▸ **Exercises**
a) Using the Napster article below, explain in one to three sentences why no one had yet harnessed the power of digital distribution before Napster appeared.
b) Transcribe everything in the Napster article below from "The final piece" down to "this massive turmoil.".

Top of Quoted passage

New York Times Napster Documentary Illustrates How Company Changed Music Industry Forever [WATCH]

The music industry suffered a shock it was never able to recover from when Napster opened the flood gates of peer to peer file sharing that allowed users to download music from each other's hard drives without have to pay for it. The service was eventually shut down in 2001 after three years of explosive growth up to over 70 million users, the impact it had on the music business and the psyche of the modern digital age consumer has been incalculable. A New York Times' short documentary catalogs the rise and fall of Napster, from its inception in a Northeastern dorm room, to its final shuttering at the hands of record labels and US courts and the lasting impact a small start up had on consumers and music.

The scene is set when labels were making billions off of CD sales and the big five controlled distribution. No one had harnessed the power of digital distribution just yet because physical CDs were so profitable. In came Napster at the tail end of the dotcom boom in 1999 to totally turn that model on its head, by creating a digital distribution platform that made music easily available at the click for free.

Vivien Lewitt, director ofmusic content partnerships at YouTube, remarked on her first impressions of the software. The first being that it was "revolutionary and things would never be the same again in the music industry" and the second being it "would destroy the recording industry."

The most remarkable part of Napster is the legacy is left behind even after it was forced to close down in 2001. Other sites like Limewire (now shuttered) rose up to take its place and more importantly, music consumers, notably young consumers expected to be able to get their music for free and online. It marked the beginning of the end of CD sales and the rise of digital sales and revolution of digital, which has moved to streaming.

The final piece of the film juxtaposes music stores with the downfall of bookstores like Borders and movie stores like Blockbuster, making the point that music was the first to face this massive turmoil.

Bottom of Quoted passage
Top of Supplied data

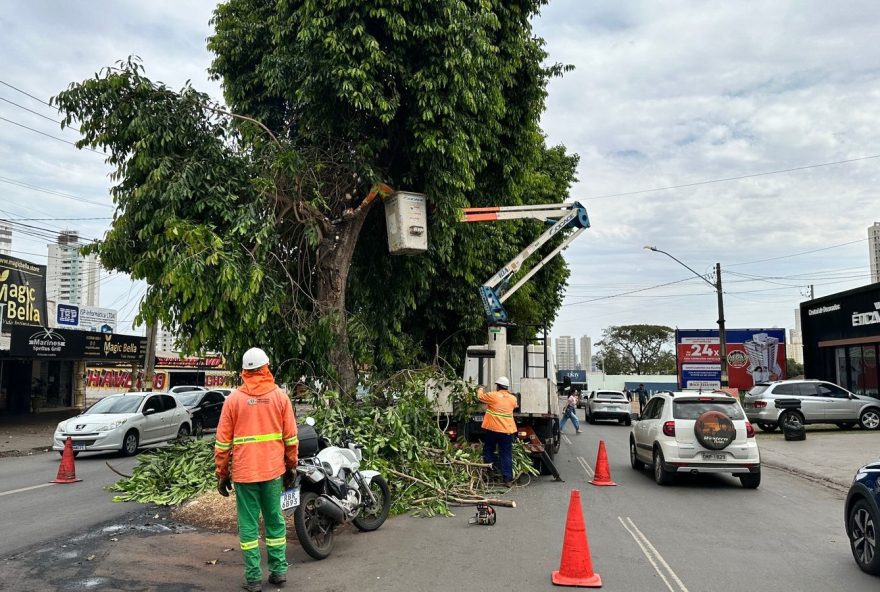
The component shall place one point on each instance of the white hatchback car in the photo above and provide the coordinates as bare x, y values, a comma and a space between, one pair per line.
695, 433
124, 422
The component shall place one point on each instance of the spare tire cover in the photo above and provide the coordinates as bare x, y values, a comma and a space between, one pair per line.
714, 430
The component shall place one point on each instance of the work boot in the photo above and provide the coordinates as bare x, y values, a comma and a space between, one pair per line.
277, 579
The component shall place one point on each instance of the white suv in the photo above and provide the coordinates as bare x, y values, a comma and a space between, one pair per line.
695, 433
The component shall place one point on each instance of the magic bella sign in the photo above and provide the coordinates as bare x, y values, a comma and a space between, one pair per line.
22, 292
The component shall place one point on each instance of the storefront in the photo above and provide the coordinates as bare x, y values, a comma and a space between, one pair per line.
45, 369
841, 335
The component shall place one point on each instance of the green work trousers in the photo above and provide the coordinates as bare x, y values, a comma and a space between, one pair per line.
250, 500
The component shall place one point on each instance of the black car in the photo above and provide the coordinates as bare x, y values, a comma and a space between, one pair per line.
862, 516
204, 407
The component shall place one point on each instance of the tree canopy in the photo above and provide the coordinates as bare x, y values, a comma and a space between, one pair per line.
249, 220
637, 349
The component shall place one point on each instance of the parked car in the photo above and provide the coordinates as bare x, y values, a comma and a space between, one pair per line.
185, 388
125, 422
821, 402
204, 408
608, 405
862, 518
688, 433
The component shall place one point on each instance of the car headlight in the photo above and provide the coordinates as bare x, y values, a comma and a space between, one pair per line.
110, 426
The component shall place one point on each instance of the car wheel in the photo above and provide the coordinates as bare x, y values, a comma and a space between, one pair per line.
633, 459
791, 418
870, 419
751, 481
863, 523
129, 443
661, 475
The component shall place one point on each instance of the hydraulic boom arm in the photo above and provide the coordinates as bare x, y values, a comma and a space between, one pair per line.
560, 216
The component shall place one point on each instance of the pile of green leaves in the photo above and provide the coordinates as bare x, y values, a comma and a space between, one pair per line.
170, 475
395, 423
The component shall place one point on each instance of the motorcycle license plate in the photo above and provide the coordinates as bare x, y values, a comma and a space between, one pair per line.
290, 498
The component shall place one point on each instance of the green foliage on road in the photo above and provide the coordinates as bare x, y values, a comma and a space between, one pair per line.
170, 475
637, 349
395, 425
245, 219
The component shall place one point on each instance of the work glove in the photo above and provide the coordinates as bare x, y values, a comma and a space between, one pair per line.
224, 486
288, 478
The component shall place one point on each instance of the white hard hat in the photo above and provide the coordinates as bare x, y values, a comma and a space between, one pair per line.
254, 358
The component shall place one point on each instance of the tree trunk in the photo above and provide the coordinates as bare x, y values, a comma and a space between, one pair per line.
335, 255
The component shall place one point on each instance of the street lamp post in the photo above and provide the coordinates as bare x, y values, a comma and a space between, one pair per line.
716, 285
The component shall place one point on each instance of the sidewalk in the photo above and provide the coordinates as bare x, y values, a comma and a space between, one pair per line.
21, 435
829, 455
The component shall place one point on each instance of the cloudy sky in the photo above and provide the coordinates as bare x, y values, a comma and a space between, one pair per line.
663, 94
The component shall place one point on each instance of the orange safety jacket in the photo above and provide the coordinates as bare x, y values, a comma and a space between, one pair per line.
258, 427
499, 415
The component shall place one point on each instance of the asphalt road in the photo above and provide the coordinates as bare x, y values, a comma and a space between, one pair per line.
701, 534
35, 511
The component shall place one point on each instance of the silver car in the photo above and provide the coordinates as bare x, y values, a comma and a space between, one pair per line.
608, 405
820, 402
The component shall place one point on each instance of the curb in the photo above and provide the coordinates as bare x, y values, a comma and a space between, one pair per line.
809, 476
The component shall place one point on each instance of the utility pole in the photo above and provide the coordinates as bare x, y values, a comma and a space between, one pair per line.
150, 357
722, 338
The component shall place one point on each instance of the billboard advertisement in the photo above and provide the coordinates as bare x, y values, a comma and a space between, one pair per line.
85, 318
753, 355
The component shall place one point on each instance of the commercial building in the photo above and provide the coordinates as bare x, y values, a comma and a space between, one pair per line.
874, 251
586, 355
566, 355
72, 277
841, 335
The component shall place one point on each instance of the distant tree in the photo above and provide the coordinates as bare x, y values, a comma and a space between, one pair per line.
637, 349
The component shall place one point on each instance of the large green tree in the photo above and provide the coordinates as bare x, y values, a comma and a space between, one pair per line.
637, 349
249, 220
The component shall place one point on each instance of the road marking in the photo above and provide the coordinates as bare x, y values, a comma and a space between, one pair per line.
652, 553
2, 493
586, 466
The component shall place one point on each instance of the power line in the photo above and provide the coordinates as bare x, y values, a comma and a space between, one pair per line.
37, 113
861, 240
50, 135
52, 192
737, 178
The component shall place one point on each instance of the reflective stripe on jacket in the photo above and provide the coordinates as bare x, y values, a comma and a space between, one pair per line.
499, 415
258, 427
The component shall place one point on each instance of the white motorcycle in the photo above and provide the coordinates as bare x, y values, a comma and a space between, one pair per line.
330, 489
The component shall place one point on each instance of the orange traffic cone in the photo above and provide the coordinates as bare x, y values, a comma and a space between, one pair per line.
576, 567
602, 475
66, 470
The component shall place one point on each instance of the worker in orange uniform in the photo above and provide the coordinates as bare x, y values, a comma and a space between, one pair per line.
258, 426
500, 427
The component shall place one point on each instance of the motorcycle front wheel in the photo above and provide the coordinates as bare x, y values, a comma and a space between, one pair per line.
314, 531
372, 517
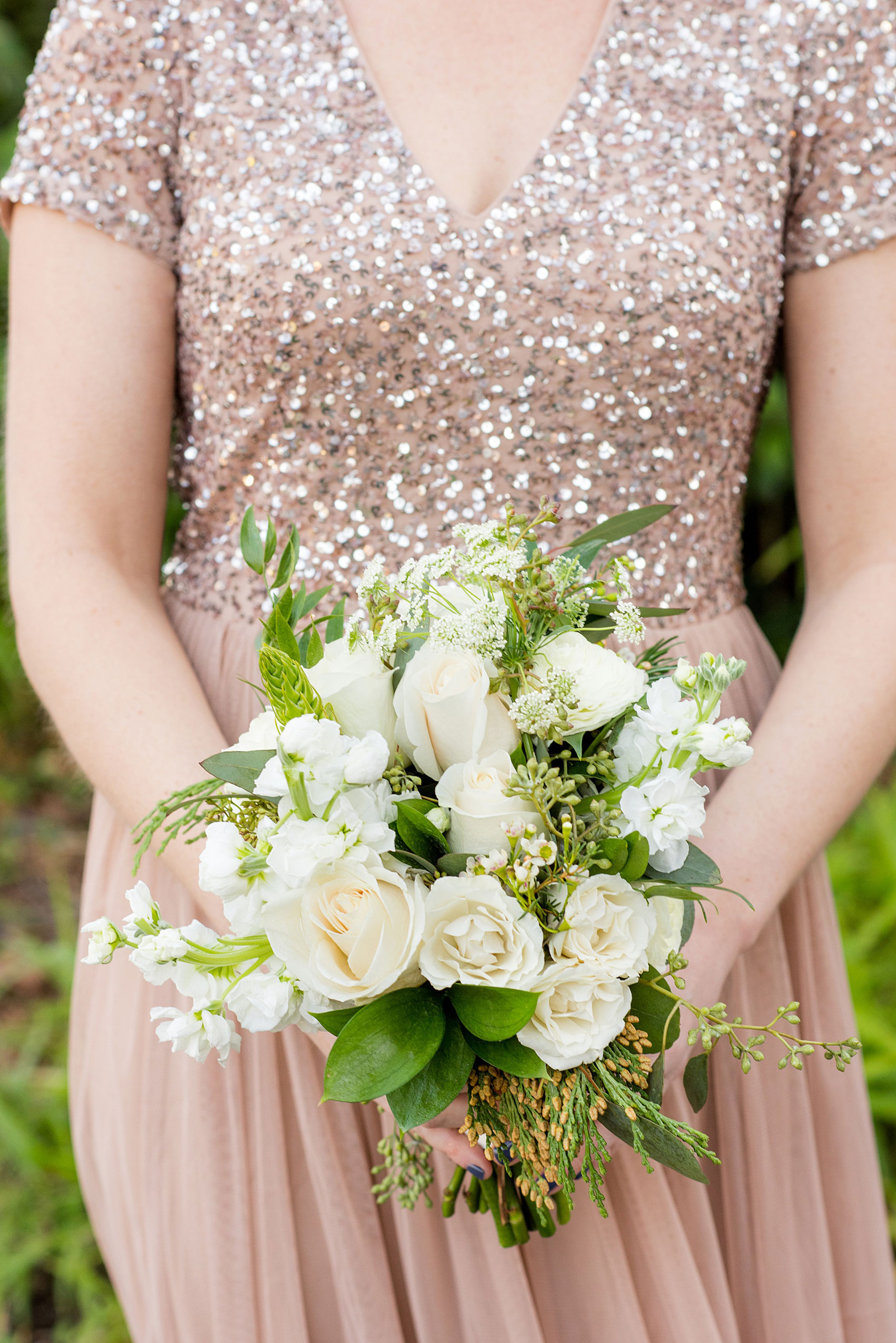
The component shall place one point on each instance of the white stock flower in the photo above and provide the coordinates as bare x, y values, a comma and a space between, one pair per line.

Bottom of Supplied data

▸ **Written responses**
a) Digital distribution had not yet been harnessed because physical CDs were so profitable. Labels were making billions from CD sales while the big five controlled distribution.

b)
The final piece of the film juxtaposes music stores with the downfall of bookstores like Borders and movie stores like Blockbuster, making the point that music was the first to face this massive turmoil.